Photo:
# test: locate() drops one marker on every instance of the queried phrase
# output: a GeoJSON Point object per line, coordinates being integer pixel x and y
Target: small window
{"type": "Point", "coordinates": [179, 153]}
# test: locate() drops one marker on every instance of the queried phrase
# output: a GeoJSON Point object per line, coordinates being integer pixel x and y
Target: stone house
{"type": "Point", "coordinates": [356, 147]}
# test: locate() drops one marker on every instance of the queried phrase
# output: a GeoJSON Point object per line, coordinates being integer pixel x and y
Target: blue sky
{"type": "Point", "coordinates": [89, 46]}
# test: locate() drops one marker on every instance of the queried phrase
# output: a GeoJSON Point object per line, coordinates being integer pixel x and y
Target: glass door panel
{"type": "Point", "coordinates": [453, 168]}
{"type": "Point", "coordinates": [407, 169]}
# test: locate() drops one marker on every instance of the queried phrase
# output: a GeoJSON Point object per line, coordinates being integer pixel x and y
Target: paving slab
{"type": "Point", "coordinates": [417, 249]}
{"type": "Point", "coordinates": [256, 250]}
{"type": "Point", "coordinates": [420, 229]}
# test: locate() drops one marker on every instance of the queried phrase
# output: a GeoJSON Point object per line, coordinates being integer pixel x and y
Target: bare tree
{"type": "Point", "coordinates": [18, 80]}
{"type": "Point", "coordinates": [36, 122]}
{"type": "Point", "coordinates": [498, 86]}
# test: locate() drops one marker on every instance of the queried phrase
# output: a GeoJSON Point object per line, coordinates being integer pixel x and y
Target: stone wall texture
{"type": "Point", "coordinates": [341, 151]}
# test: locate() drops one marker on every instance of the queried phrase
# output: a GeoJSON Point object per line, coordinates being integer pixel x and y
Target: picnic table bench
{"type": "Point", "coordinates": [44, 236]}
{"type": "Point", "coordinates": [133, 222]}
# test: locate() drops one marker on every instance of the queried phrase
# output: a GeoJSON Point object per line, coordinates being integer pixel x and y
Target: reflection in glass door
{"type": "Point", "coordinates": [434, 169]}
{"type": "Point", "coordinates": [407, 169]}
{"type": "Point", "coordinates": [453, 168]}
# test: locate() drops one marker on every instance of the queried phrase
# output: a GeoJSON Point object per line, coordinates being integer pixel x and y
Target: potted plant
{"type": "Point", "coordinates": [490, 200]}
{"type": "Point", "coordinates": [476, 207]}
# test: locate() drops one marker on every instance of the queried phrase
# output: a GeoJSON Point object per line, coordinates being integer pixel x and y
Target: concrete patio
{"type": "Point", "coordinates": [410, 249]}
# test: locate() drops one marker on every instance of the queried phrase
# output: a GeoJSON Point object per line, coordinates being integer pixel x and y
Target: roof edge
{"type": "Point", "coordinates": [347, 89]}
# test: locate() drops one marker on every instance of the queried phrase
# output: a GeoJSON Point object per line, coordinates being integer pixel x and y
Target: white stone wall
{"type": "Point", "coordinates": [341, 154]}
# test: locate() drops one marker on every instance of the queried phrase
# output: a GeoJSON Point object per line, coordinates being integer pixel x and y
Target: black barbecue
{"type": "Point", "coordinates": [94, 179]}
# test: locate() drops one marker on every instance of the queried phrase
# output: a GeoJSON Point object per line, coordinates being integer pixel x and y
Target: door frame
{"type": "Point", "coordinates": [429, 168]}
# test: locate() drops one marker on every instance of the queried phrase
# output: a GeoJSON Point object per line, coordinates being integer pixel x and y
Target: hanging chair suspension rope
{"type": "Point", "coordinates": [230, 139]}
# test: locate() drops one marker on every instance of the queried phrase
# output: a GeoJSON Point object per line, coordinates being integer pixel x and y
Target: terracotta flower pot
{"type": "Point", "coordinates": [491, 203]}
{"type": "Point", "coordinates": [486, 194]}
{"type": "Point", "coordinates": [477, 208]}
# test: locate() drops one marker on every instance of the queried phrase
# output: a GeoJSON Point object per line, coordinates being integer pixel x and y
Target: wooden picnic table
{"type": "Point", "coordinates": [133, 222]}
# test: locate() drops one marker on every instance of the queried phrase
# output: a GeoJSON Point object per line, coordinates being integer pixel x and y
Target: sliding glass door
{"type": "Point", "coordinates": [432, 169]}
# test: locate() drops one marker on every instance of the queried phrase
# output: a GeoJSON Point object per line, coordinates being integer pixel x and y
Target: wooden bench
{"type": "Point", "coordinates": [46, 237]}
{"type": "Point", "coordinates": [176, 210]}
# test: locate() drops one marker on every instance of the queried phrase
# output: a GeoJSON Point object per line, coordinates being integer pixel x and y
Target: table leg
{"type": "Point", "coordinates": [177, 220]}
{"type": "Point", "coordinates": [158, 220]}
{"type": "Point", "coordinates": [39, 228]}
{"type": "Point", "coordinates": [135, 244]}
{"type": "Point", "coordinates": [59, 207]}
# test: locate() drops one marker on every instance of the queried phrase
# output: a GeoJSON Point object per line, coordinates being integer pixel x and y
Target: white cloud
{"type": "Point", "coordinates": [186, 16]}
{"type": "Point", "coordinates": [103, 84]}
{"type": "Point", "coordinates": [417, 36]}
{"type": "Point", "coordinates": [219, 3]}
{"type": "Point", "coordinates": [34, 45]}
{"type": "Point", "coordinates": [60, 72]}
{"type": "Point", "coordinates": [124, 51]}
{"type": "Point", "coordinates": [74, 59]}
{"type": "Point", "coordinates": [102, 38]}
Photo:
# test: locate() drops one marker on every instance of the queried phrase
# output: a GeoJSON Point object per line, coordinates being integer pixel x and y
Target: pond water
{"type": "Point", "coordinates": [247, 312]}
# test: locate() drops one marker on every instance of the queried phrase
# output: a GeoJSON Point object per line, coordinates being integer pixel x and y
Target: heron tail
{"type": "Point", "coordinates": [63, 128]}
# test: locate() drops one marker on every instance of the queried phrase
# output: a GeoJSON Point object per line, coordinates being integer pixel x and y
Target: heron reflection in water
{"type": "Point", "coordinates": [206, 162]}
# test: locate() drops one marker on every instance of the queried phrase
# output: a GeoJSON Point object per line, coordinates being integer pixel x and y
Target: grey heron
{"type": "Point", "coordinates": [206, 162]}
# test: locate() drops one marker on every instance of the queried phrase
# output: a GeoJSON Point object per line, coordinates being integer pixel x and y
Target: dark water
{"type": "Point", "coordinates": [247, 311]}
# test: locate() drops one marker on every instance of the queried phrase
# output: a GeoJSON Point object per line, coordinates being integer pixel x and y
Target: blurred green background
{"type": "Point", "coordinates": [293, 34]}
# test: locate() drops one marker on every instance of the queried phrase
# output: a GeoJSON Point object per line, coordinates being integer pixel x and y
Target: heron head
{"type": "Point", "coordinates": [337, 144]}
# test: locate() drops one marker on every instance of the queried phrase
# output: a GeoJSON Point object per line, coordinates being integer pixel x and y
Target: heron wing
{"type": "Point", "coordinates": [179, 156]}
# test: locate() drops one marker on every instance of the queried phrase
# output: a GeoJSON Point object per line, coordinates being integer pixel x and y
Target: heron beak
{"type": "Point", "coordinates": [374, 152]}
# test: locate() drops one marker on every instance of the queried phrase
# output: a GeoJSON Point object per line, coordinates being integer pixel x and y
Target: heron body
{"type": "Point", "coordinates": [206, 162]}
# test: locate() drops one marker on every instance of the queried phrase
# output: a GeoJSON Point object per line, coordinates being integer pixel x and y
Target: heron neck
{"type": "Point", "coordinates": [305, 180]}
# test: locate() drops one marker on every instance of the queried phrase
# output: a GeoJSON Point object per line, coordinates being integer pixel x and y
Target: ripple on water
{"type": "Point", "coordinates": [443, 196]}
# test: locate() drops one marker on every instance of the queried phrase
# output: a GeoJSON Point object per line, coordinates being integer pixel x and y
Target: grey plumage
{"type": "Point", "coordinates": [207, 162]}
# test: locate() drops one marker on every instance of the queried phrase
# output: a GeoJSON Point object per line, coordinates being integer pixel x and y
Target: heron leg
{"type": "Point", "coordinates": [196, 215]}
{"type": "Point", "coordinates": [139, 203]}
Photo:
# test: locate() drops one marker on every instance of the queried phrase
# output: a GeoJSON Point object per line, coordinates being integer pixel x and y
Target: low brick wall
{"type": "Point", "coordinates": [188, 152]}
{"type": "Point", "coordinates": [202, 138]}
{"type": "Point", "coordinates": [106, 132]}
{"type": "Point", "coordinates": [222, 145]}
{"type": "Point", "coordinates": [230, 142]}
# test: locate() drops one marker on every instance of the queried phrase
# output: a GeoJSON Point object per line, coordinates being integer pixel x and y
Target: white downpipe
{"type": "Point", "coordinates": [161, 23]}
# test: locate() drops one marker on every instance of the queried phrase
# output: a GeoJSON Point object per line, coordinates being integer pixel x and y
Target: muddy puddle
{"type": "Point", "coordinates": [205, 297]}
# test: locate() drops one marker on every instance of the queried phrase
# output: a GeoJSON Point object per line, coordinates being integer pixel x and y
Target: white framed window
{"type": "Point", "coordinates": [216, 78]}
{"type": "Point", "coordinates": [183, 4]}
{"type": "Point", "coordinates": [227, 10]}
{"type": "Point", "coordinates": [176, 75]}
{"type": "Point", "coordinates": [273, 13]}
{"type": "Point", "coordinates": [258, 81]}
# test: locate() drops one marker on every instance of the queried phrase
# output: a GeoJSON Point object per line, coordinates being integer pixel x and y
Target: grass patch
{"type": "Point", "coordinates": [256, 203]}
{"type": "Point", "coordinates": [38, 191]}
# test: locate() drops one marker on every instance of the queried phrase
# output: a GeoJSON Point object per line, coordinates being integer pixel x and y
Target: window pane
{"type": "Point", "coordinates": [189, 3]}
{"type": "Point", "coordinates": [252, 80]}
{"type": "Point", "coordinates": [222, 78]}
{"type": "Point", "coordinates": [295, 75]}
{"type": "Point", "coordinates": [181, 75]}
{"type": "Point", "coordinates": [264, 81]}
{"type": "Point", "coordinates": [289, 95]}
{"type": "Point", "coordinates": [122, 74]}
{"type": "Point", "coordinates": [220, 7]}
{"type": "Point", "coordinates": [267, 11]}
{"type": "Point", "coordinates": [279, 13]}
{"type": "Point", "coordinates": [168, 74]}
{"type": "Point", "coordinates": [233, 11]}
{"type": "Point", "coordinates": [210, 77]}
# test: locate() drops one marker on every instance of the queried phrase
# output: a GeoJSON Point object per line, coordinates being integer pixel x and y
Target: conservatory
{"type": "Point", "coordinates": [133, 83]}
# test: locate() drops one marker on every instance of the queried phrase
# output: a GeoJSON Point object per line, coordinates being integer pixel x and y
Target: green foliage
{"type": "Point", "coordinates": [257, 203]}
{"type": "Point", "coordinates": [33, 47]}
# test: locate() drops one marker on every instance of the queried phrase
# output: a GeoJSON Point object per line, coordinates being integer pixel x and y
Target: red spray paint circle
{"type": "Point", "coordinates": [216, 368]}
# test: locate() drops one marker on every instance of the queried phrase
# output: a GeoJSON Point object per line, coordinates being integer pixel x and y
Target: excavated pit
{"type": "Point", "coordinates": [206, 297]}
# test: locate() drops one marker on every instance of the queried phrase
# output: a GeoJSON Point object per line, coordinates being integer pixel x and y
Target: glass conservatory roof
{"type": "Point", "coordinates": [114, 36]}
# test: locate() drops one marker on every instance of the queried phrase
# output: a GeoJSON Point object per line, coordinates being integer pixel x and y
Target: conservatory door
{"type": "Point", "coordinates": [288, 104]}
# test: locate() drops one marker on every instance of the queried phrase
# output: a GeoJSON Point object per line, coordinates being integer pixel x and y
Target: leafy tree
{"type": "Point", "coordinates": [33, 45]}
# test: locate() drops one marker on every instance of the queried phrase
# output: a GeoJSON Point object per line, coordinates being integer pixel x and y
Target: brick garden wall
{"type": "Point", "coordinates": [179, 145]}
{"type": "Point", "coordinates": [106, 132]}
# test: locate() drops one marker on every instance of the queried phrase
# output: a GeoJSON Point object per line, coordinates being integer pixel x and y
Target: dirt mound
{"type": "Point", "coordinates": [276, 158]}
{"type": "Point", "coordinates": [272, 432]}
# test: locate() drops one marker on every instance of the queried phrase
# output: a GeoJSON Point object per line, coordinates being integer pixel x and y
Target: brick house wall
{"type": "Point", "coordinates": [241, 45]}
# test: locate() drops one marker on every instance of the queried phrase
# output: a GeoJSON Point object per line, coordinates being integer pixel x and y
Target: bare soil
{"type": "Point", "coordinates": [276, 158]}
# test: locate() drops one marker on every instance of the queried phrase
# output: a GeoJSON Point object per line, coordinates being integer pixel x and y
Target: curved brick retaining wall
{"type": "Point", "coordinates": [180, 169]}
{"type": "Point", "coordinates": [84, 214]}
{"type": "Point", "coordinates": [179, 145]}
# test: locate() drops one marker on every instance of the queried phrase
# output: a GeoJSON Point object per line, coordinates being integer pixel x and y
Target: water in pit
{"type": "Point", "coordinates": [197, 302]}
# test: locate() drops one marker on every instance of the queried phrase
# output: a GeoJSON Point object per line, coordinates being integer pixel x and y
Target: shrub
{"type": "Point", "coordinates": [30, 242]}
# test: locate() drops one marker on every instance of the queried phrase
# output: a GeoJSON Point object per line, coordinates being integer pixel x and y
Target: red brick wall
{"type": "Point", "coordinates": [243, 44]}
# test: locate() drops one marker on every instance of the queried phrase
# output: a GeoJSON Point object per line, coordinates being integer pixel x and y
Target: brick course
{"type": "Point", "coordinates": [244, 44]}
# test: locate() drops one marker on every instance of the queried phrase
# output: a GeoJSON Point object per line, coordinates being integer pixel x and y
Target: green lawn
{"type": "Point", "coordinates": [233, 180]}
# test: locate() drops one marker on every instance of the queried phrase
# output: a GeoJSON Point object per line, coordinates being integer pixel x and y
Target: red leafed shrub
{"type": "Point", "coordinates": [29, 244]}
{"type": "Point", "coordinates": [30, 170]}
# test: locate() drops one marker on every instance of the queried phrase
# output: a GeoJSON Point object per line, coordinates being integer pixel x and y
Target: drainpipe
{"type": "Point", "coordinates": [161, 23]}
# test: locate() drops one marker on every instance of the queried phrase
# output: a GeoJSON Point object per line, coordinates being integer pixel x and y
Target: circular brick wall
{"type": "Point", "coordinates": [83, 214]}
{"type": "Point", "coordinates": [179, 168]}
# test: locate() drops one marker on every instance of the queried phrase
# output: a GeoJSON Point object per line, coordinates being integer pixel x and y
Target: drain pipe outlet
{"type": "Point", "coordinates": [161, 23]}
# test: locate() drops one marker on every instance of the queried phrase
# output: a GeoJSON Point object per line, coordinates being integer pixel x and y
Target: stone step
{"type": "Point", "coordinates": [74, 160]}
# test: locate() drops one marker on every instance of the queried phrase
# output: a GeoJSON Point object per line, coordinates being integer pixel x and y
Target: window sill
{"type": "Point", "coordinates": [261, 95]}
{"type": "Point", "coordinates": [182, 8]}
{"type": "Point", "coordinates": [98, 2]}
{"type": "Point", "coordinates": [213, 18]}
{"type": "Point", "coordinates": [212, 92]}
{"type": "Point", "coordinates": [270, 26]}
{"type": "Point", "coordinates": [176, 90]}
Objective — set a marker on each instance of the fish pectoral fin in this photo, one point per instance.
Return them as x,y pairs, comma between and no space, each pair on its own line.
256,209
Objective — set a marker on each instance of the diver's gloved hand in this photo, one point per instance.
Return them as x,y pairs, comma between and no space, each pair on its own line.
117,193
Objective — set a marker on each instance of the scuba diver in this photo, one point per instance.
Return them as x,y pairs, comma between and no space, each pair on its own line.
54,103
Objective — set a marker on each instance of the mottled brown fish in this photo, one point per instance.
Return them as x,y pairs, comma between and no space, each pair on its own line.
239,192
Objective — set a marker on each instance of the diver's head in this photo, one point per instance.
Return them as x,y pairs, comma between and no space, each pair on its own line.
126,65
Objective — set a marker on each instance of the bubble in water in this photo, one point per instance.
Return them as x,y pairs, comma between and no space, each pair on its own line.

════════

§ **EXERCISE GOAL**: Copy the lines above exactly, beginning at the line containing "Objective — set a marker on each instance of the scuba" and stopping at the last line.

§ **EXPECTED ANSWER**:
Objective — set a marker on each instance of the scuba diver in this photo, one point per instance.
Return them as x,y pairs, comma between and no space, each pair on its own line.
54,103
Objective — set a marker on each instance of the mottled brown fish in this photo, one point per instance.
Return them as x,y pairs, comma between and no space, each pair on its own line.
239,192
Objective — set a marker on each instance of the diver's head in this photo, one point per instance.
Return them as x,y pairs, comma between and no space, each pair on its own line.
126,65
Objective — set a marker on each instance of the bubble in water in this photo, one point per instance.
Return them as x,y pairs, comma between and no space, each pair on its own line.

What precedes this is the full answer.